TEXTE FOURNI →
----------------
Le Patriote Français ne resta pas en arrière de la Chronique; il publia, le lendemain, un article dont le titre, les Cagots en patriotisme, indique qu'il avait le même sens, le même but que le précédent; c'est-à-dire de déverser quelque parcelle de la haine allumée contre les prêtres, sur les dévots, les tartufes de patriotisme.

Le Patriote Français préfère citer cependant à écrire lui-même. Ainsi il nous a conservé une affiche qui, après avoir été apposée sur les murs de Lyon, fut ensuite transportée sur les murs de Paris, grace sans doute, aux soins, du ministre de l'intérieur ou du journal lui-même.

« Une portion du peuple au peuple.

› La discorde endormie sur des cadavres s'est, réveillée au son d'une cloche, et le sang a rougi la terre. O peuple! jusqu'à quand ta volonté devancera-t-elle la loi? Jusqu'à quand le barbare espoir d'allumer la guerre civile restera-t-il à tes ennemis? Laisse s'égorger les sauvages, et ne leur envie pas les entrailles sanglantes des victimes qu'ils dévorent...
----------------
ENREGISTREMENTS DE DONNÉES →
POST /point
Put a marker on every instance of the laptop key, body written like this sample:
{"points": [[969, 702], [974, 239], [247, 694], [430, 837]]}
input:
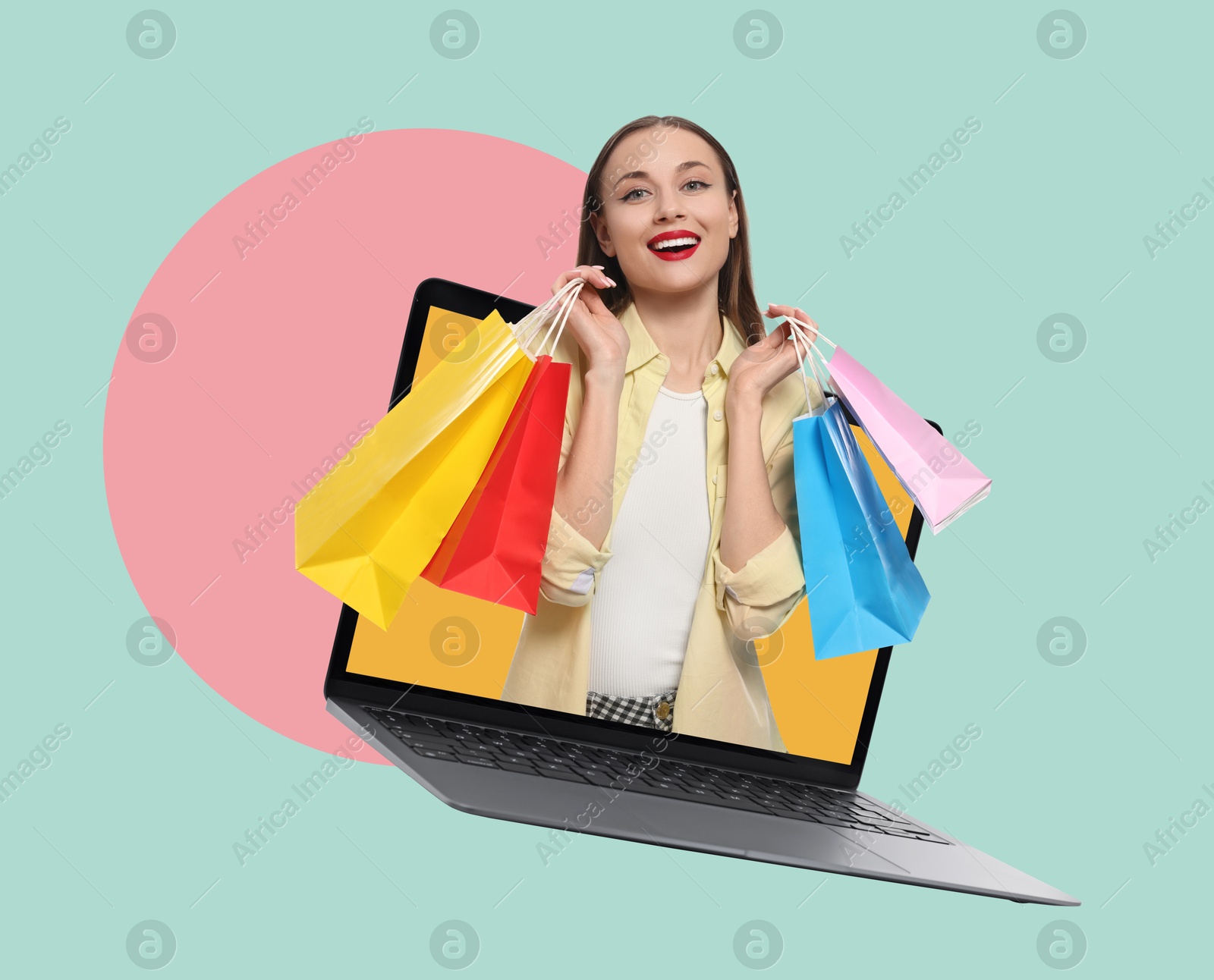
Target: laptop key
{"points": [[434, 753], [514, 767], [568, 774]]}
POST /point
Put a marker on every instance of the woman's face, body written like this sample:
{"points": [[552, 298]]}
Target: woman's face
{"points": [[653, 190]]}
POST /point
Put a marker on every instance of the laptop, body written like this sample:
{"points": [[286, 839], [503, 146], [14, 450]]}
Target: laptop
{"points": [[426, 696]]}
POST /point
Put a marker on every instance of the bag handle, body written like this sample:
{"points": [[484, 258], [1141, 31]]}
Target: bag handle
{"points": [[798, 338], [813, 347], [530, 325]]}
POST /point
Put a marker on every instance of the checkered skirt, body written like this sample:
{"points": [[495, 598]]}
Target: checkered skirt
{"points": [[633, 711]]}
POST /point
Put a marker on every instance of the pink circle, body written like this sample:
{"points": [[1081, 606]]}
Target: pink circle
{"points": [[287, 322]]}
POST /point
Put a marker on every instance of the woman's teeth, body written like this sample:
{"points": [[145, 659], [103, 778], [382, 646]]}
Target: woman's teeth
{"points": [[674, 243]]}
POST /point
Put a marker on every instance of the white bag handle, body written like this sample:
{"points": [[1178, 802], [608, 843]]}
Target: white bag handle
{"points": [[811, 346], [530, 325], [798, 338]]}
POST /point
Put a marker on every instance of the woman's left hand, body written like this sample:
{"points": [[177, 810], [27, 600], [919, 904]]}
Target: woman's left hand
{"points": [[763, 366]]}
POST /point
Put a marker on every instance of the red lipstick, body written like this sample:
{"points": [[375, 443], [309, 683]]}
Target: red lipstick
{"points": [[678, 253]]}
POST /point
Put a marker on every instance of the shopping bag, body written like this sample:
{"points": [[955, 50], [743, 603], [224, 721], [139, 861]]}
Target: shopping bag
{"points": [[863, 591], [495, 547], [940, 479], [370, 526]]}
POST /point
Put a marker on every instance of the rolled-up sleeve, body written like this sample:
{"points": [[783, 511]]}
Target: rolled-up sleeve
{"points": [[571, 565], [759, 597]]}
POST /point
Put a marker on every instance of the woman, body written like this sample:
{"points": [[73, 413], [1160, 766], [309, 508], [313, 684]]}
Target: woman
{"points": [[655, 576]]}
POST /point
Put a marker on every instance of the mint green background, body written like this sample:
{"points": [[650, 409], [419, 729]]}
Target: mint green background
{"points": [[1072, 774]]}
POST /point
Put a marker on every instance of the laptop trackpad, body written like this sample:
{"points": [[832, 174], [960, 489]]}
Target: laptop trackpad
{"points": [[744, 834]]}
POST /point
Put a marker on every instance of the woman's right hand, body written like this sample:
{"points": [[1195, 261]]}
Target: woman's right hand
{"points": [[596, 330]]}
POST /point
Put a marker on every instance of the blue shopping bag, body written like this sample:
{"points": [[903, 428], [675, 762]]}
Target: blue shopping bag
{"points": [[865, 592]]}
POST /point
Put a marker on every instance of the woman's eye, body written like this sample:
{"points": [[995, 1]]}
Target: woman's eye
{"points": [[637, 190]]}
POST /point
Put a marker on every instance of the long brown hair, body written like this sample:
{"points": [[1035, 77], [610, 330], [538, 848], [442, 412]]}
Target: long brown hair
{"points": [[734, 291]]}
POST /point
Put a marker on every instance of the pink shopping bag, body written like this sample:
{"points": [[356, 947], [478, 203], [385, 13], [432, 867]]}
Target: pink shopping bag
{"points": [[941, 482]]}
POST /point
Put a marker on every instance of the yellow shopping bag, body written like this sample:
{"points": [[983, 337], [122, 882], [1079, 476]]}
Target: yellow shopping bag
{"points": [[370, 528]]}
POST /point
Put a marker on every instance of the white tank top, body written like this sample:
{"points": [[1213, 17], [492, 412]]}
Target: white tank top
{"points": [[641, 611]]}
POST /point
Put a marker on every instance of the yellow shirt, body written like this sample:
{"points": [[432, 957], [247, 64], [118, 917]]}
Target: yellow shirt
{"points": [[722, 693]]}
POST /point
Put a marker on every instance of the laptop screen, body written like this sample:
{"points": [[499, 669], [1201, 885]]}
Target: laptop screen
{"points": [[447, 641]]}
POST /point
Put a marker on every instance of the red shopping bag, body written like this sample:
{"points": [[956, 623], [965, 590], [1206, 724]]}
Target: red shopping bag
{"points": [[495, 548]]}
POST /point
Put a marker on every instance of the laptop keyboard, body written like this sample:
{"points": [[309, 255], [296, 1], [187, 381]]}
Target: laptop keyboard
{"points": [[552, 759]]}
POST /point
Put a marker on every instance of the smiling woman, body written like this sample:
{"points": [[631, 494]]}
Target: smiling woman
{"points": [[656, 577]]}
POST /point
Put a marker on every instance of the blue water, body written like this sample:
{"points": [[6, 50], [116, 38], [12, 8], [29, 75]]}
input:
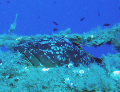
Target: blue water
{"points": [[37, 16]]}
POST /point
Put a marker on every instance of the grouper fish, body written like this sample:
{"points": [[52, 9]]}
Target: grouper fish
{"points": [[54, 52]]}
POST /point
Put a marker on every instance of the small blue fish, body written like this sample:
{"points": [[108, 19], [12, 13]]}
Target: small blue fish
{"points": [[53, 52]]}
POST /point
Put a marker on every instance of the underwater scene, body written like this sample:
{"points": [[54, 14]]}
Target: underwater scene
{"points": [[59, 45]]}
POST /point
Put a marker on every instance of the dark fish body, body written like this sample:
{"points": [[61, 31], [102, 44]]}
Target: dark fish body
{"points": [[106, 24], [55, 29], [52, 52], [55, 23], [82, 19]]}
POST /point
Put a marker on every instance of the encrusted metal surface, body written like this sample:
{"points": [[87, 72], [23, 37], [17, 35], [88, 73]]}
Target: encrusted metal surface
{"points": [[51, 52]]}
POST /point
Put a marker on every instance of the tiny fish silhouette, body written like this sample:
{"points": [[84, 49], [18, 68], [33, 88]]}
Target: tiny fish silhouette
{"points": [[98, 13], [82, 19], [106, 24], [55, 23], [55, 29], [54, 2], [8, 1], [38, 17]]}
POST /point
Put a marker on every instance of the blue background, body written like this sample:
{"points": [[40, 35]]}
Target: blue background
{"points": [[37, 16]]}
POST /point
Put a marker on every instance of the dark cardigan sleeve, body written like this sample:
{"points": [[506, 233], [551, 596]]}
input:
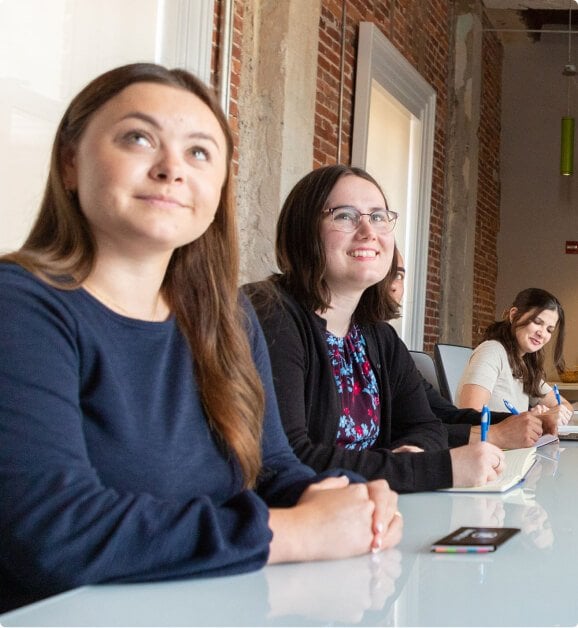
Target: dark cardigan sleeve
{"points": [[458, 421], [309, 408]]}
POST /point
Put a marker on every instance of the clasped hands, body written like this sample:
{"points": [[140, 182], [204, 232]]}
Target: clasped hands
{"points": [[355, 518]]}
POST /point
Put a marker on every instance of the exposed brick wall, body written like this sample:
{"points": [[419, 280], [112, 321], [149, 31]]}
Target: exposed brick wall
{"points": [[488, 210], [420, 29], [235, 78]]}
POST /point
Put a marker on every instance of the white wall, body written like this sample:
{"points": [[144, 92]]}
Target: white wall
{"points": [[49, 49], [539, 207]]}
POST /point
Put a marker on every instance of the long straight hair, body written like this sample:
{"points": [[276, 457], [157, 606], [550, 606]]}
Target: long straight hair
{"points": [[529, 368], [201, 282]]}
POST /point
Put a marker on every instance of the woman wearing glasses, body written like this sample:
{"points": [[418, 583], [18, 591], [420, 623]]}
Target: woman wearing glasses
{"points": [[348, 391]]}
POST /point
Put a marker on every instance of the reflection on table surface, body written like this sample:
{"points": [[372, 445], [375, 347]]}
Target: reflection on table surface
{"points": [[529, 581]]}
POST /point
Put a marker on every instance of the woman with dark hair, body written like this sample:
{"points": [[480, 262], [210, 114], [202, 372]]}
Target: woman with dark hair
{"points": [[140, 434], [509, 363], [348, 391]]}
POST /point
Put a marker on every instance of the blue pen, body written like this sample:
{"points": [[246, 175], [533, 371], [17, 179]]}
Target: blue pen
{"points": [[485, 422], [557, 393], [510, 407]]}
----------------
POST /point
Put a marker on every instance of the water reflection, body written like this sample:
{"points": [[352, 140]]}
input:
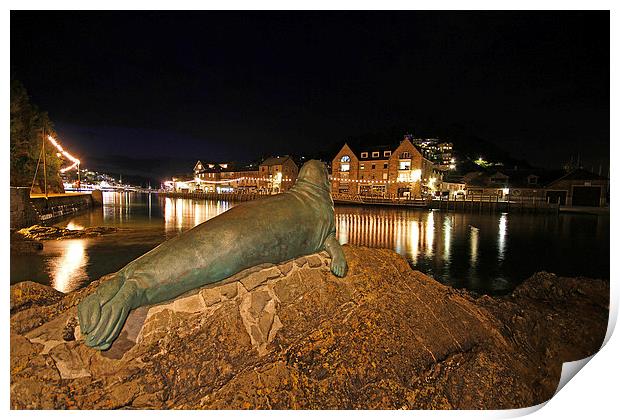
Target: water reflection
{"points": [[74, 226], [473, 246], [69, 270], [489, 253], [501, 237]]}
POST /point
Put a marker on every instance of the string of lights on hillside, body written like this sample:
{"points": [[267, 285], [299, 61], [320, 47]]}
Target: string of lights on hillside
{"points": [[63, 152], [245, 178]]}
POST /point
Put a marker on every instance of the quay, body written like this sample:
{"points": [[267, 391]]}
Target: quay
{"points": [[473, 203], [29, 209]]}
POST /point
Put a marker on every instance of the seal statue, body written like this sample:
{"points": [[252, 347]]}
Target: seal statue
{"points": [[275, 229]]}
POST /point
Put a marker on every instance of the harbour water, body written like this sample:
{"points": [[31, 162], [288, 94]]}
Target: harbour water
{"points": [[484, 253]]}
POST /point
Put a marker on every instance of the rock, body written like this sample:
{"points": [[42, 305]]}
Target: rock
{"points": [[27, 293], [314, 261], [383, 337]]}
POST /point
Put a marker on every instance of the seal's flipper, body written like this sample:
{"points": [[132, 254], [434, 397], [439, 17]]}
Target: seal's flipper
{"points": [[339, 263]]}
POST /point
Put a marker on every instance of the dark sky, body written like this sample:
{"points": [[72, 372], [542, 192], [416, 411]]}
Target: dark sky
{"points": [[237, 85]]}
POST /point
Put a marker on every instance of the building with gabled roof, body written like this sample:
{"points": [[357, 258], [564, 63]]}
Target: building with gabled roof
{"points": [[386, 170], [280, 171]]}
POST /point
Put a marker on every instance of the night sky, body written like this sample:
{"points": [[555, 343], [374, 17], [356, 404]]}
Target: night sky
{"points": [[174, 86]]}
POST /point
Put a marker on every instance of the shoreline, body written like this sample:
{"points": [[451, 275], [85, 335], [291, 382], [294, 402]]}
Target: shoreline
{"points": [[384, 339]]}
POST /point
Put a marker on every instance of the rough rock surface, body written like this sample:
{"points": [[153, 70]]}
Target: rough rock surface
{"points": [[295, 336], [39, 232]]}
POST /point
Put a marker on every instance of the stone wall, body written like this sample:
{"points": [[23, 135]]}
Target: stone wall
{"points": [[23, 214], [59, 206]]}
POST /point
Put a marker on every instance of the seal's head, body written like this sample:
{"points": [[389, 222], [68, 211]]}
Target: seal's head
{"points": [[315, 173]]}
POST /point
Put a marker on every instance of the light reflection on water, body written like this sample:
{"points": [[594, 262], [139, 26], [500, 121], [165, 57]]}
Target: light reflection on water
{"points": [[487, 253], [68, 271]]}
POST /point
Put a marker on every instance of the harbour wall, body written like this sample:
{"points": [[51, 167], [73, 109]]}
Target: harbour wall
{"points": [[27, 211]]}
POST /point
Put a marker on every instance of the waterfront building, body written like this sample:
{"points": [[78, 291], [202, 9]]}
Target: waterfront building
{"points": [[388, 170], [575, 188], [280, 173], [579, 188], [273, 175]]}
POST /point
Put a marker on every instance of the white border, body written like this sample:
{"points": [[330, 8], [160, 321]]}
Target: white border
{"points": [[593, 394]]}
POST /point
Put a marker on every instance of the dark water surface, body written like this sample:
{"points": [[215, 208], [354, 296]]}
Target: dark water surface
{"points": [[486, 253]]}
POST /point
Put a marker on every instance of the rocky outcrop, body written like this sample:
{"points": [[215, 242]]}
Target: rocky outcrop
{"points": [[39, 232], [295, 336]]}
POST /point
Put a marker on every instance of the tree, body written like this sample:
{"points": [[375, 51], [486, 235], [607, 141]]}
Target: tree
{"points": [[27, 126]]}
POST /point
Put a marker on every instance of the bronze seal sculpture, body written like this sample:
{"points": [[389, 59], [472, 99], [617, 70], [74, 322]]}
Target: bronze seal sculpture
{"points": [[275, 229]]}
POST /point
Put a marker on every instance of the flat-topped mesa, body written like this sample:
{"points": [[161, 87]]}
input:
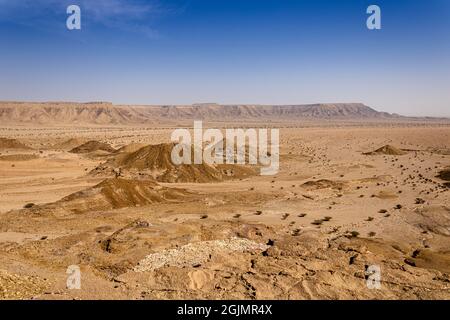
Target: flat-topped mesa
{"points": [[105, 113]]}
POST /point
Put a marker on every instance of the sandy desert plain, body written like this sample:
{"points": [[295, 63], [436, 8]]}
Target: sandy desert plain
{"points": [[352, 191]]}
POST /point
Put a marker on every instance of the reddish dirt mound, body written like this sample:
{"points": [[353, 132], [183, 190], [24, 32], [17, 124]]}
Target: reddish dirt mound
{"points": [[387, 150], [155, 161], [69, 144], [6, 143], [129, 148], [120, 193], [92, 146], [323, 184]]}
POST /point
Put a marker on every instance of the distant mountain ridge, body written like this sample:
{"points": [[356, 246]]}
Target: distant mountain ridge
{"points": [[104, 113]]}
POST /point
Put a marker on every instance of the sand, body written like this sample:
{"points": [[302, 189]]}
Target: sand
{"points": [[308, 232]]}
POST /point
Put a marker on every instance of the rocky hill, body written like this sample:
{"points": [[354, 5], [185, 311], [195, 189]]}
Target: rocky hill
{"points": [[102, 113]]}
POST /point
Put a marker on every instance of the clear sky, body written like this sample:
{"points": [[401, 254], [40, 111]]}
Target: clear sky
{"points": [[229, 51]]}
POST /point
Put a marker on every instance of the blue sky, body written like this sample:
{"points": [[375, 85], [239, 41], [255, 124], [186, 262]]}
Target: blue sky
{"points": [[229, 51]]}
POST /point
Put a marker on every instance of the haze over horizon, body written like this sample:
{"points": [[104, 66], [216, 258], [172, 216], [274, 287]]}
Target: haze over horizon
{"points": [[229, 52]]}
----------------
CONSIGNES →
1 > Recopiez le passage du texte fourni compris entre « Le Patriote Français ne » et « peuple au peuple. », inclus, en substituant « Gazette » à « Chronique ».
2 > Relevez chaque ligne des enregistrements dans laquelle figure la chaîne « small ».

RÉPONSES AUX CONSIGNES →
1 >
Le Patriote Français ne resta pas en arrière de la Gazette; il publia, le lendemain, un article dont le titre, les Cagots en patriotisme, indique qu'il avait le même sens, le même but que le précédent; c'est-à-dire de déverser quelque parcelle de la haine allumée contre les prêtres, sur les dévots, les tartufes de patriotisme.

Le Patriote Français préfère citer cependant à écrire lui-même. Ainsi il nous a conservé une affiche qui, après avoir été apposée sur les murs de Lyon, fut ensuite transportée sur les murs de Paris, grace sans doute, aux soins, du ministre de l'intérieur ou du journal lui-même.

« Une portion du peuple au peuple.

2 >
Put a marker on every instance of the small blue fish, body written like this sample:
Target: small blue fish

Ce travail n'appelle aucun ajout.